Visit City Hall, and its unique metal sculptures, and the fascinating Trail Museum housed in the same building.

Take a look at Trail’s sports history, downtown in the Trail Memorial Centre, on Victoria Street right next to the bridge. The Sports Hall of Memories celebrates the growth of all sports in Trail, from early days to the present.

Fishing is popular on the mighty Columbia River – well known for its rainbow trout.

Dewdney Trail: Take a hike on the historic Dewdney Trail that ran between Hope, at the east end of the Fraser Valley, and Wildhorse, near Creston in the East Kootenays. Although much of the original 4 foot wide pathway that Edgar Dewdney blazed in 1865 has been neglected, its still possible to hike portions of it that have been maintained between Christina Lake and Rossland. Dewdney was a young civilian surveyor who was originally hired by Colonial-Governor Douglas in 1860 to build a trail between Hope and the gold fields in the Okanagan Valley region. With the discovery of gold in Stud Horse Creek (later named Wild Horse Creek), Dewdney was asked to extend the trail east to Wildhorse in 1865. With help from the weather, he was able to complete the route from the Kootenays in five months. Dewdney’s legacy can be touched in several places and by several modes of exploration. In addition to hiking, you can drive a section of the trail as Hwy 3B passes through Trail, which takes its name from the Dewdney Trail.

Excellent swimming and camping facilities are available at Champion Lakes Provincial Park, 18 km northwest of Fruitvale, to the east of Trail. Its three small lakes form the headwaters of Landis Creek, which flows northward to join Champion Creek, a tributary of the Columbia River.

Enjoy a cool night’s rest away from the heat in the valley at the Nancy Greene Provincial Park. A self-guided nature trail encircles the sub-alpine Nancy Green Lake, the last known address of the rainbow trout you’ll have for dinner. Camping facilities are available, and in summer and fall, hikers can use the more than 20 km of low-elevation trails to view mule deer and black bear.

Skiing: Unsurpassed snow conditions and ideal ski slopes have made nearby Rossland, 10 km away, a winter mecca for skiers. Rossland boasts the Olympic renowned Red Mountain Ski Club, site of the 1968 World Cup Races, the first ever to be held Canada, and a world-class ski facility offering outstanding alpine and cross-country skiing. Rossland is also the home of World Champion skier Nancy Greene and Kerrin Lee Gartner who stepped onto their first skis on the slopes of Red Resort. Red and adjoining Granite Mountain now attract thousands of winter sports enthusiasts from around the world.

-- Recorded data --

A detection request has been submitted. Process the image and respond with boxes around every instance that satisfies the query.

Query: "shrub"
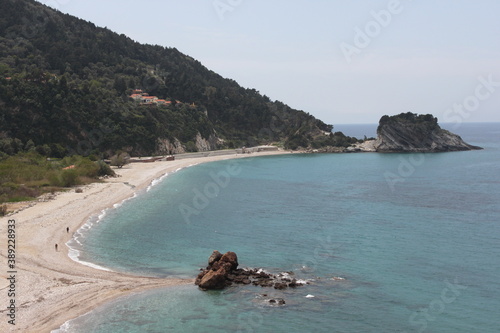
[0,205,7,216]
[61,169,78,187]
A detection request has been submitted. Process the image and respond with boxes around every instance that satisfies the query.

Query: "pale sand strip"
[0,152,285,333]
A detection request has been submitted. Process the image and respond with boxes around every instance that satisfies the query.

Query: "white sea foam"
[50,320,71,333]
[146,172,169,192]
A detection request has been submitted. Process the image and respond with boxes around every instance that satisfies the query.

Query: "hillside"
[0,0,355,157]
[374,112,482,152]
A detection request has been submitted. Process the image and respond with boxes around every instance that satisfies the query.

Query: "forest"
[0,0,356,158]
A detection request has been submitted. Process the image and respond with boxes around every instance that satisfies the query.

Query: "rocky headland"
[372,112,482,153]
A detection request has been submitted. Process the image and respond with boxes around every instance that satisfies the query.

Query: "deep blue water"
[56,124,500,333]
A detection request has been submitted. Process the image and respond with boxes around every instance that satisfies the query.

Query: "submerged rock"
[195,251,307,290]
[373,112,482,153]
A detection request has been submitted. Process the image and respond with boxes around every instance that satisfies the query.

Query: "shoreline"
[0,151,289,332]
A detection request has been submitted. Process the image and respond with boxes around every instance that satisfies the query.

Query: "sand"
[0,152,286,332]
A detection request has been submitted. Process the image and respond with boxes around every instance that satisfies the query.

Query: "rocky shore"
[195,251,307,290]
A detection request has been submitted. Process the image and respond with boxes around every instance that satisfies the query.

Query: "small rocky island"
[195,251,307,290]
[363,112,482,153]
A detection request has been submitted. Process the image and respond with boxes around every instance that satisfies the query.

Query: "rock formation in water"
[195,251,306,290]
[373,112,482,152]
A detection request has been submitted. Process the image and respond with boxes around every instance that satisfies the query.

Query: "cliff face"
[374,112,482,152]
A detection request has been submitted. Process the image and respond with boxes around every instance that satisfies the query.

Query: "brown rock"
[199,269,226,289]
[219,252,238,270]
[208,250,222,266]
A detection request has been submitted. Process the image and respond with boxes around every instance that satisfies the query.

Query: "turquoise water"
[60,124,500,333]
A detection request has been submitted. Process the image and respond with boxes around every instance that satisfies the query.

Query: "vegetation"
[111,152,130,169]
[0,0,354,158]
[0,151,114,203]
[377,112,440,133]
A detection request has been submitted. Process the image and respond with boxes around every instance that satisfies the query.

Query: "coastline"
[0,151,289,332]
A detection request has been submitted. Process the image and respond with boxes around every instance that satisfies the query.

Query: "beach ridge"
[0,151,286,332]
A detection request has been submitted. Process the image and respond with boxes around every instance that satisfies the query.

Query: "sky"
[39,0,500,124]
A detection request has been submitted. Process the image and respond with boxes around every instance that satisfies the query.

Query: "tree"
[111,151,130,169]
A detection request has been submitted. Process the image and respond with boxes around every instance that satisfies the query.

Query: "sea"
[55,123,500,333]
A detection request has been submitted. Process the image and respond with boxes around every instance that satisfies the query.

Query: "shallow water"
[61,124,500,332]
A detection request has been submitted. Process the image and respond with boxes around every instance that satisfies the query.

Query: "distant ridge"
[0,0,355,157]
[374,112,482,152]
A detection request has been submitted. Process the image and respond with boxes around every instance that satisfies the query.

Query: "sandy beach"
[0,151,287,332]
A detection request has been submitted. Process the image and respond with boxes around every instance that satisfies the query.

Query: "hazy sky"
[40,0,500,124]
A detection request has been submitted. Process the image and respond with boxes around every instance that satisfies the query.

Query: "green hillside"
[0,0,353,157]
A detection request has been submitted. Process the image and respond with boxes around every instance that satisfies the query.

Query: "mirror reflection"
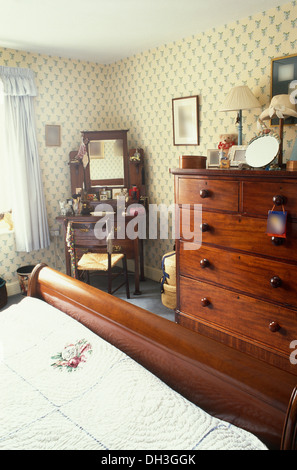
[89,139,124,182]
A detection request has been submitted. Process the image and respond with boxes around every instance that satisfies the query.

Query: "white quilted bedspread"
[0,297,265,450]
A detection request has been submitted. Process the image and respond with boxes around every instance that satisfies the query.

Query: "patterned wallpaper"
[104,1,297,274]
[0,1,297,294]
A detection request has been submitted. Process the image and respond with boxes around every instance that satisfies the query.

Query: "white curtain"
[0,66,50,252]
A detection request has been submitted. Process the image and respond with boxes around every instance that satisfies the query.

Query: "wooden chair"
[66,222,130,299]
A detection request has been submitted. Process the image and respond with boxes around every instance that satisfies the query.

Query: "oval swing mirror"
[246,134,280,168]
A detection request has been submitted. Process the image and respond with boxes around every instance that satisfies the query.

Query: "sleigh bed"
[0,264,297,451]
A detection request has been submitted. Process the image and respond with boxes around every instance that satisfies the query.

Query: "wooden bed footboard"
[28,264,297,449]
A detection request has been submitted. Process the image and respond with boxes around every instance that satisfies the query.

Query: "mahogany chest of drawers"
[171,169,297,375]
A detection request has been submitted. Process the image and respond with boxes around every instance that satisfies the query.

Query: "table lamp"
[259,95,297,168]
[220,85,261,145]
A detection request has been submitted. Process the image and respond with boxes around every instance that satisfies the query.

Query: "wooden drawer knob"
[200,189,210,199]
[270,276,282,288]
[271,237,284,246]
[200,222,210,232]
[201,297,210,307]
[269,321,281,333]
[200,258,210,268]
[272,194,286,206]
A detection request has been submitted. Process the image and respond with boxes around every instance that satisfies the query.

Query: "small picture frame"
[45,124,61,147]
[229,145,247,166]
[172,96,199,145]
[112,188,122,199]
[207,149,220,168]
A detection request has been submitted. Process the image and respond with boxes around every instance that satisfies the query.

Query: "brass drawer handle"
[200,222,210,232]
[200,258,210,269]
[272,194,287,206]
[271,237,285,246]
[201,297,210,307]
[269,321,281,333]
[270,276,282,288]
[199,189,210,199]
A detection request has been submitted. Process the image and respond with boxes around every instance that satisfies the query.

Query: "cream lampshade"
[220,85,261,145]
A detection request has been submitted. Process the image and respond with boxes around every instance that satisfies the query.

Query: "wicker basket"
[0,277,7,308]
[162,251,176,286]
[161,282,176,310]
[17,265,35,295]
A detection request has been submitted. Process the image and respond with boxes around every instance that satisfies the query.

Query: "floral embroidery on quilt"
[51,339,93,372]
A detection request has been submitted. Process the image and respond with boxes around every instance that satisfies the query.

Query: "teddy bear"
[218,134,237,168]
[218,134,237,151]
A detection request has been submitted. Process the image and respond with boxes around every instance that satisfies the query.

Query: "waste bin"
[17,265,35,295]
[0,277,7,308]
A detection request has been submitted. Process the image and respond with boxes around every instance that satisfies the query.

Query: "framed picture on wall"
[207,149,220,167]
[45,125,61,147]
[271,54,297,126]
[172,96,199,145]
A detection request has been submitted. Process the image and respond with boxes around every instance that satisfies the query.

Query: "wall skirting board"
[6,260,162,297]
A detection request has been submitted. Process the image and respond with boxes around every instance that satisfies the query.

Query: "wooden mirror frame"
[82,130,129,191]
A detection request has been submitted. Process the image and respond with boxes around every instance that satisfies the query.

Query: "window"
[0,80,13,233]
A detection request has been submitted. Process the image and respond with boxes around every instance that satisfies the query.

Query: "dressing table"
[56,130,144,295]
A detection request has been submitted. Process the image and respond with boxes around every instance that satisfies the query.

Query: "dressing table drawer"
[180,277,297,360]
[176,178,239,212]
[242,182,297,219]
[178,242,297,306]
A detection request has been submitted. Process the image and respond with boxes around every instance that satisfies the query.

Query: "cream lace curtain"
[0,66,50,252]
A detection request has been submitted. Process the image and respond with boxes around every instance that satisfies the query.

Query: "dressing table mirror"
[69,130,129,194]
[245,134,280,168]
[82,130,129,192]
[65,130,144,295]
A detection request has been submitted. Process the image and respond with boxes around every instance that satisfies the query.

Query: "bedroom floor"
[4,274,174,321]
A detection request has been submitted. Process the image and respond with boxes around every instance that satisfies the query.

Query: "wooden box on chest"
[171,169,297,375]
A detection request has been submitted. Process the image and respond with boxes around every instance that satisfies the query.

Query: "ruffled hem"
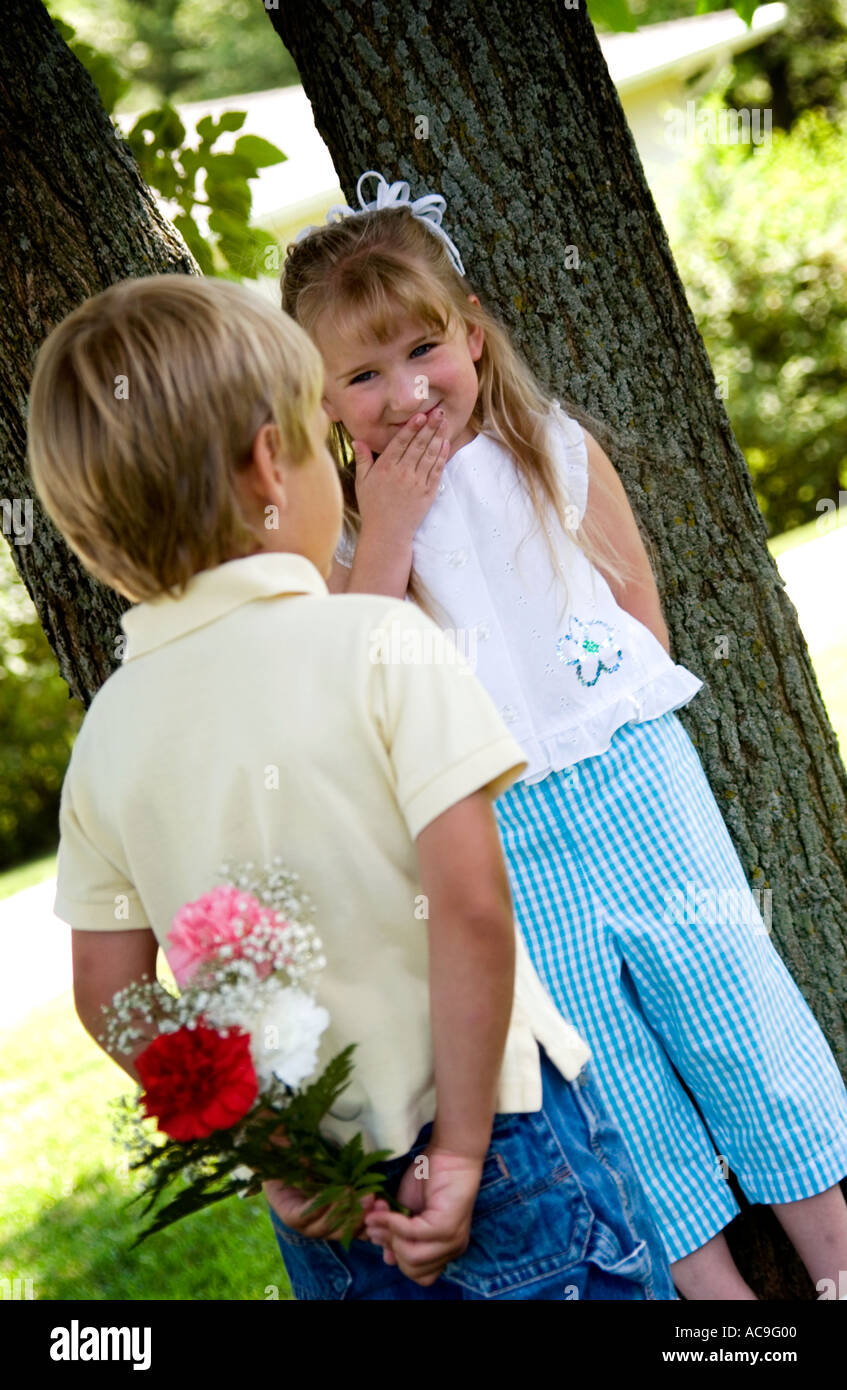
[510,666,704,785]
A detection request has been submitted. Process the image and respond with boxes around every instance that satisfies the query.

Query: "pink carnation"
[167,884,274,988]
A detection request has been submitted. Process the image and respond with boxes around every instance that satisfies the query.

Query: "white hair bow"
[295,170,465,275]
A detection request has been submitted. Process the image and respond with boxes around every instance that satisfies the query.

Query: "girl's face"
[314,296,484,457]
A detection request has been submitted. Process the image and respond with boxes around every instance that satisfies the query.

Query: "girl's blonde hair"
[28,275,325,602]
[281,207,626,616]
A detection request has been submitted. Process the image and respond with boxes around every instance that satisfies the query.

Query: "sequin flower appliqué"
[556,617,623,685]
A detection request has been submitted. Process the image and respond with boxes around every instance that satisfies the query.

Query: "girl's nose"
[385,373,430,420]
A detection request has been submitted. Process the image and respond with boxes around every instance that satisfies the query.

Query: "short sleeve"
[335,521,356,570]
[53,769,150,931]
[371,602,527,840]
[551,400,588,530]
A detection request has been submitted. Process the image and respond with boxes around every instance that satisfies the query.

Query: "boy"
[29,275,675,1300]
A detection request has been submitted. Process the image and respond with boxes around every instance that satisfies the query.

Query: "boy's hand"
[353,409,449,542]
[364,1148,483,1289]
[261,1177,374,1240]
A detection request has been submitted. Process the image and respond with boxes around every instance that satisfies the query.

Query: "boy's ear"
[248,421,285,502]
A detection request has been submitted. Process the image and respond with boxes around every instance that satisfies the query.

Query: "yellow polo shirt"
[54,553,588,1154]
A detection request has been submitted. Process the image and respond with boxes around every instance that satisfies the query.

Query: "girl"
[282,171,847,1300]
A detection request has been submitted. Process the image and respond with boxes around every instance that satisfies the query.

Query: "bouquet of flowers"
[103,859,398,1247]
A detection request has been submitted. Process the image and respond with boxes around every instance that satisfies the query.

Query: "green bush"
[0,541,82,869]
[668,102,847,534]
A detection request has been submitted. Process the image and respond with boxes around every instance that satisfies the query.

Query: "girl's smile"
[314,307,483,455]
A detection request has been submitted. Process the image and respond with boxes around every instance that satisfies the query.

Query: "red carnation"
[135,1024,259,1143]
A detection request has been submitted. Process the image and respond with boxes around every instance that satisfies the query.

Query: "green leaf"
[196,111,248,145]
[588,0,637,33]
[733,0,761,29]
[235,135,288,170]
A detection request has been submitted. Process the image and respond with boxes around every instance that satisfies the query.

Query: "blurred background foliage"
[0,0,847,867]
[0,543,82,869]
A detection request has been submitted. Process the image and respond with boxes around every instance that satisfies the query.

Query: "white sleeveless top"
[335,403,702,783]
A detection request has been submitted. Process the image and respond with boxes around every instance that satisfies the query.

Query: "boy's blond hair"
[28,275,325,602]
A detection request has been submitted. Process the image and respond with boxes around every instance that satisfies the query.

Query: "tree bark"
[0,0,196,706]
[268,0,847,1298]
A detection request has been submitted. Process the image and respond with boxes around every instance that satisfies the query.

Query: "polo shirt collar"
[121,552,328,664]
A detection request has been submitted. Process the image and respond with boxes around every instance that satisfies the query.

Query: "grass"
[0,992,291,1300]
[0,852,56,898]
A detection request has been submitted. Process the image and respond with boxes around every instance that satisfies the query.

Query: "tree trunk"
[0,0,196,706]
[268,0,847,1298]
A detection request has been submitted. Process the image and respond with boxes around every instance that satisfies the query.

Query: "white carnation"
[250,986,330,1088]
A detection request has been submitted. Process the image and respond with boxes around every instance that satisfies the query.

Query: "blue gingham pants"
[495,713,847,1261]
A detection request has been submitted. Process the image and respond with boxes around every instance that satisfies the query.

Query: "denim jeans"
[270,1049,676,1301]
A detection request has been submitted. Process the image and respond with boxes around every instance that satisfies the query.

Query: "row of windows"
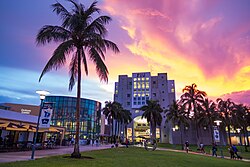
[134,96,149,101]
[134,77,149,81]
[133,101,146,105]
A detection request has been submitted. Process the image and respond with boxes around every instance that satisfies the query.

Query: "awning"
[0,122,27,131]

-- Actions to take --
a - Can you rewrite the Trail attractions text from "Enjoy a cool" to "and black bear.", updating "mule deer" to "white-tailed deer"?
b - According to the Trail attractions text, where is Champion Lakes Provincial Park located?
The entries are not needed for any of this.

-- Task-by-task outputs --
a -
Enjoy a cool night’s rest away from the heat in the valley at the Nancy Greene Provincial Park. A self-guided nature trail encircles the sub-alpine Nancy Green Lake, the last known address of the rainbow trout you’ll have for dinner. Camping facilities are available, and in summer and fall, hikers can use the more than 20 km of low-elevation trails to view white-tailed deer and black bear.

b - 18 km northwest of Fruitvale, to the east of Trail.